◆ Study questions ◆
- 1) According to the news article about the Tarloff trial, how old is Tarloff's father, Leonard?
- 2) Pick up the news article about the Tarloff murder trial after its last sentence and write what comes next.

Metro

God ‘made’ Tarloff kill, defense witnesses say

Religious delusions compelled the Upper East Side cleaver killer to slash his way through an Upper East Side psychiatric suite five years ago, defense witnesses testified today.

Years before he bludgeoned and stabbed a beloved psychologist to death in her East 79th Street office, David Tarloff believed he was the Messiah and heard the voice of God directing him how to live his life in minute, obsessive detail, according to a defense psychiatrist and Tarloff’s own father.

“He’d tell me, ‘I’m going to go to hell because I didn’t listen to [God],’ ” Tarloff’s father, Leonard, 76, told jurors, testifying for a second day on the witness stand at his son’s murder trial.

In the days before the February, 2008 slaying, desperate to “rescue” his mother from a Queens hospital, Tarloff announced, “God is telling me I’m running out of time to save my mother,” the father told jurors.

Tarloff, 44, believed he needed to go to the office of his very first psychiatrist, Dr. Kent Shinbach, so that he could rob him for cash to rescue his mother, testified defense psychiatrist Dr. Eric Goldsmith.

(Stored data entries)
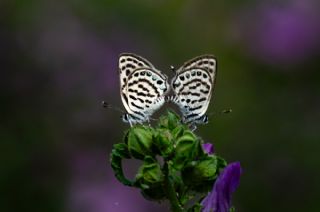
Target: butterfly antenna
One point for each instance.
(225, 111)
(109, 106)
(173, 69)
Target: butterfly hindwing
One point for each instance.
(193, 85)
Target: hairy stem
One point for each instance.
(170, 192)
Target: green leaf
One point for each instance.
(139, 140)
(163, 142)
(186, 150)
(150, 179)
(169, 121)
(119, 152)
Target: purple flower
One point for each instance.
(286, 34)
(208, 148)
(219, 199)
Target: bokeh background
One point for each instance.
(58, 61)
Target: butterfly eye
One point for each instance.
(176, 84)
(159, 82)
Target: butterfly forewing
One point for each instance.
(193, 85)
(142, 87)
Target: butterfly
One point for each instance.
(192, 86)
(142, 88)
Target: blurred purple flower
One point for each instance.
(285, 34)
(219, 199)
(208, 148)
(93, 187)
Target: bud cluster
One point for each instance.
(175, 165)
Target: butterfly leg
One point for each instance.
(130, 121)
(193, 127)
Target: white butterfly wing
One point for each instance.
(128, 63)
(193, 85)
(145, 92)
(142, 87)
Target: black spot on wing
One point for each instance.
(190, 93)
(195, 108)
(193, 81)
(136, 106)
(147, 82)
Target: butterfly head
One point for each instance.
(125, 118)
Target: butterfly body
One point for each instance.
(143, 88)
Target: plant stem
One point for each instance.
(170, 192)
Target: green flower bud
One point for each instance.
(170, 121)
(150, 179)
(178, 131)
(199, 175)
(163, 142)
(187, 147)
(139, 141)
(119, 152)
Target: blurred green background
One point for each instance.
(58, 61)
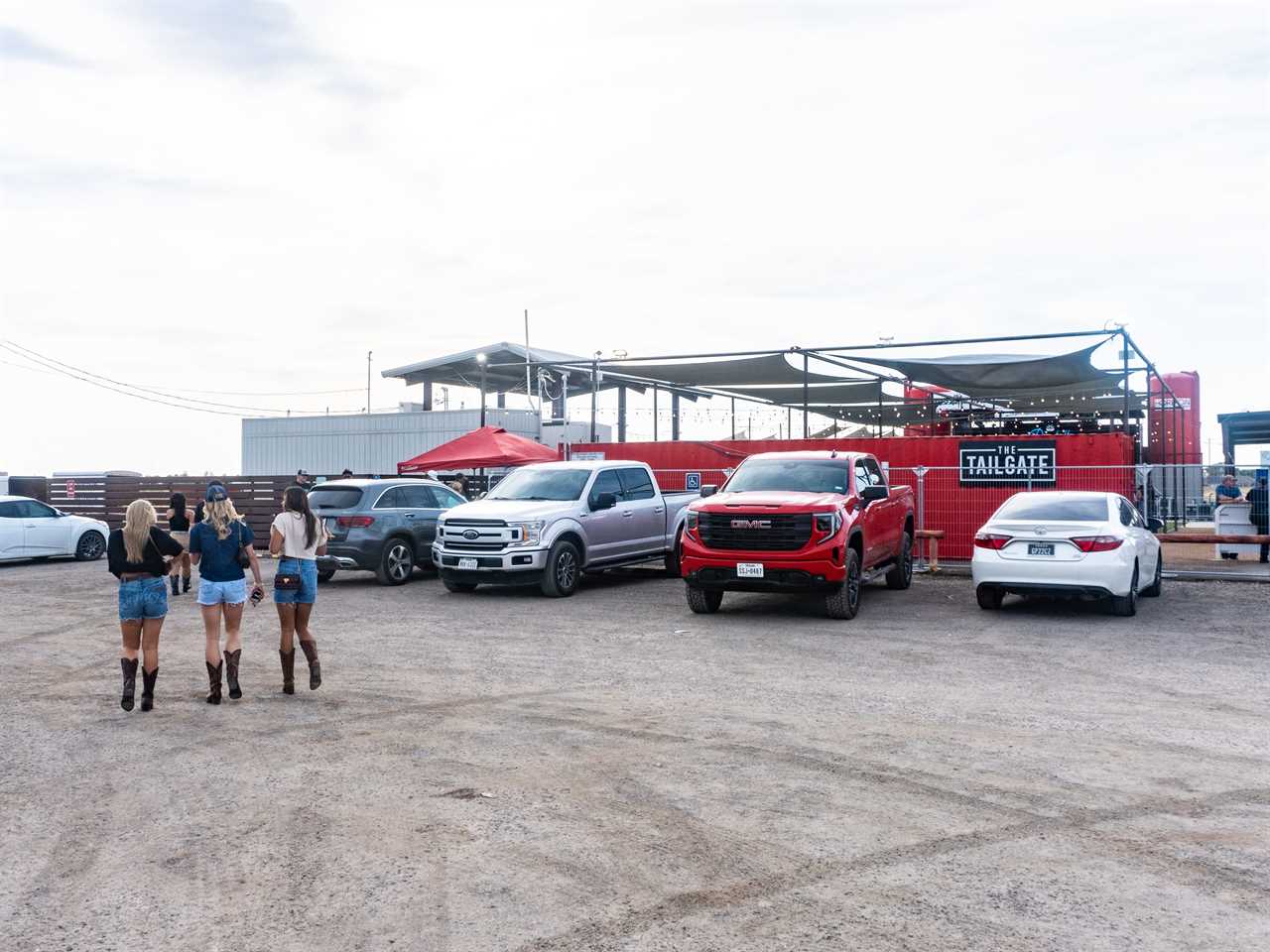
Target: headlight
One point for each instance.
(826, 525)
(530, 534)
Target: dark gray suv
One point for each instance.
(380, 526)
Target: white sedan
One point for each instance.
(1076, 543)
(31, 530)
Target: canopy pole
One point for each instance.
(1124, 354)
(621, 413)
(654, 413)
(804, 395)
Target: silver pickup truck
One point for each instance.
(548, 524)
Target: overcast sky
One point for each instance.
(248, 195)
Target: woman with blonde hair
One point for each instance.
(218, 546)
(298, 537)
(135, 556)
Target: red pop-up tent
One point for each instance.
(488, 447)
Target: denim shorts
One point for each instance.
(213, 593)
(308, 592)
(143, 598)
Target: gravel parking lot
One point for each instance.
(929, 775)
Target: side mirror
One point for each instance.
(871, 494)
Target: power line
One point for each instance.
(56, 366)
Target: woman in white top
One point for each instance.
(298, 537)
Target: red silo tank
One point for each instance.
(1173, 428)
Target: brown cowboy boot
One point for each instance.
(148, 688)
(310, 649)
(130, 682)
(213, 679)
(231, 658)
(289, 670)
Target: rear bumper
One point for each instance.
(780, 572)
(1097, 572)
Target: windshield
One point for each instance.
(790, 476)
(558, 485)
(1055, 508)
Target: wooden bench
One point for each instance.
(934, 536)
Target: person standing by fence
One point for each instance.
(1260, 499)
(220, 544)
(178, 527)
(135, 556)
(298, 537)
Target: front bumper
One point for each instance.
(512, 561)
(781, 572)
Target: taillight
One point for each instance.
(1096, 543)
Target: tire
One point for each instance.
(989, 599)
(901, 576)
(563, 570)
(90, 547)
(844, 602)
(1127, 606)
(674, 569)
(1156, 587)
(703, 601)
(397, 562)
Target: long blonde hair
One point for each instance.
(221, 516)
(137, 524)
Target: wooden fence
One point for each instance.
(257, 498)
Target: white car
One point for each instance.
(31, 530)
(1076, 543)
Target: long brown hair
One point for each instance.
(296, 500)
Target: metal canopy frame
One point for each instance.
(851, 356)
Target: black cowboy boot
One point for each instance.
(213, 679)
(148, 688)
(130, 682)
(289, 670)
(310, 649)
(231, 658)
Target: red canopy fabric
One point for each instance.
(488, 447)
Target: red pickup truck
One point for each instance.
(824, 522)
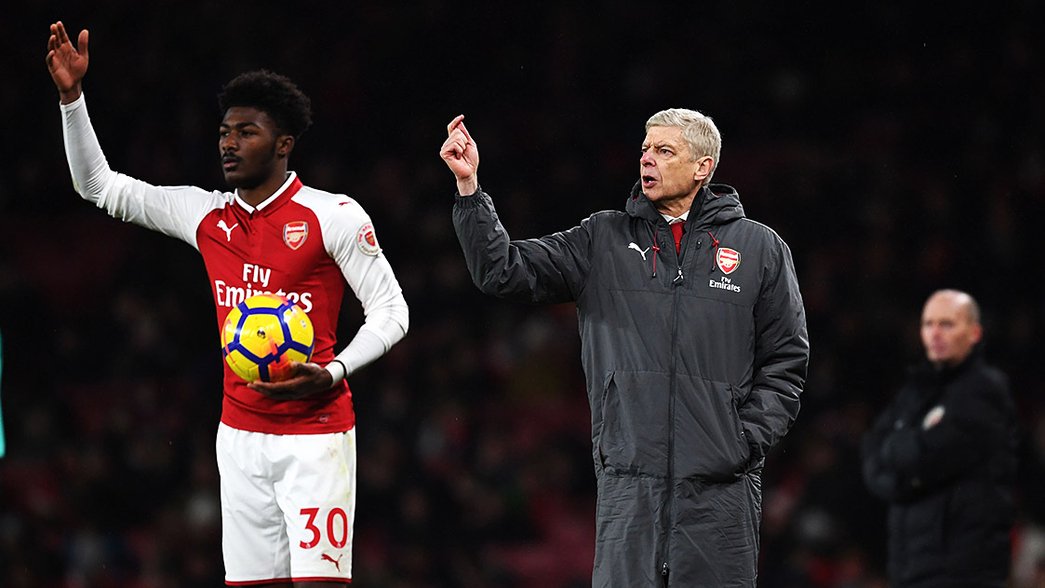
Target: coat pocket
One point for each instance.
(709, 438)
(633, 437)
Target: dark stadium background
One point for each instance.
(897, 150)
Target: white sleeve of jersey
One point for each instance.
(173, 211)
(370, 276)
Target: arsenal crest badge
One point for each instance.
(295, 234)
(727, 259)
(367, 239)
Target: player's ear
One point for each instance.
(284, 144)
(702, 168)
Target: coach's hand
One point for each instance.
(301, 380)
(461, 155)
(67, 65)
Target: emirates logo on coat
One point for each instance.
(727, 260)
(295, 234)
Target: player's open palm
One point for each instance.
(67, 64)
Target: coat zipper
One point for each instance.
(672, 394)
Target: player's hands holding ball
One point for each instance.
(461, 155)
(296, 380)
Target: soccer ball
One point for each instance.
(262, 334)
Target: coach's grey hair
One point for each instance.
(966, 300)
(698, 130)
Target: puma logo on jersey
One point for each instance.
(641, 252)
(337, 563)
(227, 229)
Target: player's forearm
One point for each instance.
(87, 162)
(384, 328)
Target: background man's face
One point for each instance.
(948, 329)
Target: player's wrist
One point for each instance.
(338, 371)
(468, 186)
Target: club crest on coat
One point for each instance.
(727, 260)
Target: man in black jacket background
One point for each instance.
(944, 455)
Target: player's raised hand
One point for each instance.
(67, 63)
(461, 155)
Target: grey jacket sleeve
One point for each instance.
(548, 269)
(781, 355)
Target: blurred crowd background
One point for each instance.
(897, 149)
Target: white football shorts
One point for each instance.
(287, 506)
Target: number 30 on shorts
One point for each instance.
(337, 534)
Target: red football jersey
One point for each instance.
(301, 242)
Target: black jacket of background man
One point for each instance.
(944, 455)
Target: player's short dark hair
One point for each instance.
(273, 94)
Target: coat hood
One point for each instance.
(716, 204)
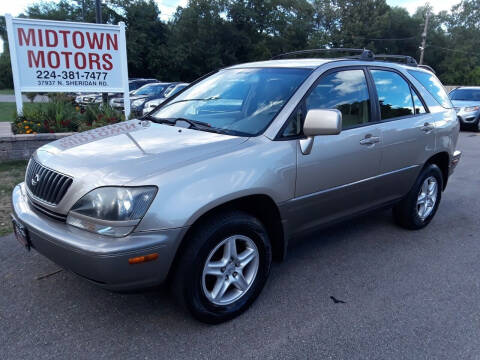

◆ Written answers ◆
- 1) 76

- 2)
Shinbach was severely slashed and nearly lost his life coming to Faughey’s aid, surviving to tell jurors last week that Tarloff was “entirely focused on the task at hand, which was assaulting me.”

Not so, the defense shrink told jurors today.

“David Tarloff did not appreciate the wrongfulness of his conduct,” Goldsmith said, using the precise wording of the state statute for an insanity defense.

Prosecutors, in turn, are trying to show that Tarloff had a history of using violence, threats and tantrums to get his way. Tarloff faces up to life in prison if convicted of murder, and an indeterminate term in a locked psychiatric facility if found not guilty by reason of mental illness.